The answer should match the records character for character.

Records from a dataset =
——————————
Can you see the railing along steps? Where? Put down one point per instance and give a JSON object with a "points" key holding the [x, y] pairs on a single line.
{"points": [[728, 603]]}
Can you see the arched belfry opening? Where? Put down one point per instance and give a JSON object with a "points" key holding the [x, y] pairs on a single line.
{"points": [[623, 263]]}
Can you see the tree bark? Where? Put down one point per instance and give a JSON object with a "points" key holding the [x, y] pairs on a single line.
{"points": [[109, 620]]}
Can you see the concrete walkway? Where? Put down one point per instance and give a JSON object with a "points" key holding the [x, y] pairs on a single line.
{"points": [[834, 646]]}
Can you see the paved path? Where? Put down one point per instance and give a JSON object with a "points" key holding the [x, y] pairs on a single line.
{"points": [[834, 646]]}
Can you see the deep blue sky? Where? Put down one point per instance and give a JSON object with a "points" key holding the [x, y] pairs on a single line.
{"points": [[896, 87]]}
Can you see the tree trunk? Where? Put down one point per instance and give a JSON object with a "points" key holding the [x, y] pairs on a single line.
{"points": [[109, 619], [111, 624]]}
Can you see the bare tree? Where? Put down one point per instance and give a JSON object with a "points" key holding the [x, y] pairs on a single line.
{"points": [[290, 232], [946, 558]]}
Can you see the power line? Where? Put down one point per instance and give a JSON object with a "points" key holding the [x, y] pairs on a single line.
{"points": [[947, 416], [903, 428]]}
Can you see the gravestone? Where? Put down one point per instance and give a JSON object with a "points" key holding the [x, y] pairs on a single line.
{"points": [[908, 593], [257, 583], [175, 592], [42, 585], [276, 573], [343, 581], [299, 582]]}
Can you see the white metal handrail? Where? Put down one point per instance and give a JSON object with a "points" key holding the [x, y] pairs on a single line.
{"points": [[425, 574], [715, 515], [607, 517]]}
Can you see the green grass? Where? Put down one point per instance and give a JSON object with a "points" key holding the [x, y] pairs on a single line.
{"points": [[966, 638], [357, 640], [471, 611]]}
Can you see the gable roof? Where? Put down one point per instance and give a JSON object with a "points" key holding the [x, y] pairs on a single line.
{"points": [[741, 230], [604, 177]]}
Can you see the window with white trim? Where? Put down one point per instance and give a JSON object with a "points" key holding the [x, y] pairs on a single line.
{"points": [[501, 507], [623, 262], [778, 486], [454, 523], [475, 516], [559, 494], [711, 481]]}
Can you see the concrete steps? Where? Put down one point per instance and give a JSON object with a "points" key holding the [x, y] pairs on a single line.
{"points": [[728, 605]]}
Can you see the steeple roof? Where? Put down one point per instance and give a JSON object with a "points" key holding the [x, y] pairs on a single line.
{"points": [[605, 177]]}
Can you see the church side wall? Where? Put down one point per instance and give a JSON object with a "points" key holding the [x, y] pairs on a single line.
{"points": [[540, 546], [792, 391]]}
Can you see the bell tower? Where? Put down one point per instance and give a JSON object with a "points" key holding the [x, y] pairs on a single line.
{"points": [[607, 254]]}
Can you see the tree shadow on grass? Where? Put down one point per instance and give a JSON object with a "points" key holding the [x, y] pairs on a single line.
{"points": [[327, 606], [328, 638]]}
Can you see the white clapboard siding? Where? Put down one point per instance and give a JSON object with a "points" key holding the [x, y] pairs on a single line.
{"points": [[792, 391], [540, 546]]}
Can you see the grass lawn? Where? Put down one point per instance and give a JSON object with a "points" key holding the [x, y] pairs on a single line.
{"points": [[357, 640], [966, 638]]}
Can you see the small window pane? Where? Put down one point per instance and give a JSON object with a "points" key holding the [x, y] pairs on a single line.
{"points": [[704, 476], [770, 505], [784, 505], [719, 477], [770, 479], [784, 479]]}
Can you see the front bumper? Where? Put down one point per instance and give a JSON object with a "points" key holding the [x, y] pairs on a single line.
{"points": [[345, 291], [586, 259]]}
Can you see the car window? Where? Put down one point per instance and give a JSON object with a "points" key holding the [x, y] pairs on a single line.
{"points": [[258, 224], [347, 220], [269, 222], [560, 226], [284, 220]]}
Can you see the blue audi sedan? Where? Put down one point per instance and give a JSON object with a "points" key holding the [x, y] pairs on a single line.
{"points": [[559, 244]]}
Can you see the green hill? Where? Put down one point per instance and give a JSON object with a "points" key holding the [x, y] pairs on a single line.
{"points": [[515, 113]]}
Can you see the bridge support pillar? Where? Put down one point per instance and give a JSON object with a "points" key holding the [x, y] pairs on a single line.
——————————
SOLUTION TO THIS EXERCISE =
Can you see the railing along steps? Where? Put down one point per instance and give a JSON object with a "points" key holding the [x, y] pairs on a single line.
{"points": [[728, 603]]}
Can you see the arched belfry opening? Where? Put down one point per instance and give a JSON object with a "points" key holding the [x, y] pairs on a single line.
{"points": [[623, 263]]}
Can you see the tree bark? Where? Put down one point per instance and give a JSON object with a "points" key holding the [x, y] pairs on a single line.
{"points": [[109, 620]]}
Can you see the concrete walkway? Where? Put down one point per instance and give a JSON object with a "points" key holding the [x, y] pairs on a single line.
{"points": [[834, 646]]}
Can you see the paved path? Where? Put down one point per instance and give a JSON object with a "points" key holding the [x, y] pairs on a single line.
{"points": [[834, 646]]}
Can you see the deep blue sky? Where? Put down one point per instance and give a JSON object with a "points" key holding the [x, y] pairs on a single line.
{"points": [[896, 87]]}
Can you see the tree trunk? Where? Put down one point per instance and give a JSON object with a "points" key holding the [x, y] pairs on a single line.
{"points": [[109, 619], [111, 624]]}
Can you see the bare tree? Where? Put down one point per instance and give a JSON object with a "points" key holding the [x, y] pairs on a single line.
{"points": [[290, 232], [946, 558]]}
Can you see the power line? Where? Put down one point per instance and give a JSON object with a "points" key holding the [x, y] pairs on a single line.
{"points": [[947, 416], [903, 428]]}
Can you see the gravestone? Where? Put down one point per instance and give a JSON object with a "points" key holding the [x, y] pairs on a single line.
{"points": [[908, 593], [257, 583], [175, 592], [42, 585], [276, 573], [343, 581], [299, 582]]}
Can you see the white metal handrail? Where? Put down one point per instance and give a JSON object with a "points" key holding the [x, y] pairs on a single line.
{"points": [[425, 574], [715, 515], [607, 517]]}
Can you see the green grass? Where? Put down one point per instance and give a JSON object with a "points" key holding the [x, y] pairs on a single line.
{"points": [[966, 638], [357, 640], [471, 611]]}
Can you see the gable roof? Where? Put down one point per instance and give a JSON object with a "points" key holding the [x, y] pairs on a single line.
{"points": [[741, 230], [604, 177]]}
Can you see the window with white trim? Where? Put down one point per instance and give a JSON object with a "points" key holding the [x, y] pairs on a single line.
{"points": [[501, 507], [623, 262], [778, 486], [454, 523], [475, 516], [559, 494], [711, 481]]}
Can you see the concrete steps? Where? Put down one point per instance and give a JSON object with a "points" key holding the [x, y] pairs on a single line.
{"points": [[728, 605]]}
Can you see the steeple roof? Where? Put down one point per instance and give a JSON object with a "points" key holding the [x, y] pairs on a single line.
{"points": [[605, 177]]}
Can you see the church side wall? Where? Put down one point per instance and give a JSON object with a "points" key holding the [x, y] pairs on a single line.
{"points": [[540, 546], [792, 391]]}
Can you see the bell tower? Where? Put down one point per instance and give a JSON object with a "points" key holding the [x, y] pairs on a single line.
{"points": [[607, 254]]}
Can you see the tree shadow on grass? Where? Put down one point per instance and give a JSON object with a "points" key holding the [x, y] pairs on a single line.
{"points": [[327, 606], [328, 638]]}
Can you see the white clapboard siding? Where? Put down one point per instance and give a JSON object with a "points" key holding the [x, y] pairs on a single line.
{"points": [[792, 391], [540, 546]]}
Can you see the grass lawn? Where? Put down one point per instance and give a JSON object with a "points" key holding the [x, y] pairs on a single line.
{"points": [[357, 640], [966, 638]]}
Can you see the small window pane? Where? Put down one point per instance and give a JSON object with a "points" key holding the [x, y] pairs on a single line.
{"points": [[704, 476], [770, 505], [784, 505], [719, 477], [770, 479], [784, 479]]}
Can you see the front bumper? Where? Put down one point per instance and give a JSON object with a "points" key holding the [x, y] pairs on a single line.
{"points": [[345, 291], [586, 259]]}
Can you see the car window? Where? Put down one point per instance and give a JSON object with a "points" key holding the [x, y] pairs on a single line.
{"points": [[258, 224], [347, 220], [269, 222], [560, 226], [284, 220]]}
Can you see the blue audi sedan? Where? Put down one point per instance and give a JSON object with a "points" key holding the [x, y] pairs on a single line.
{"points": [[559, 244]]}
Can you see the green hill? Where? Put down one point per instance and give a JSON object with a "points" key holding the [x, y] pairs on a single line.
{"points": [[515, 113]]}
Can you see the bridge support pillar? Where? Put down one point per instance and give a JSON object with a "points" key holding the [x, y] pairs on a single line.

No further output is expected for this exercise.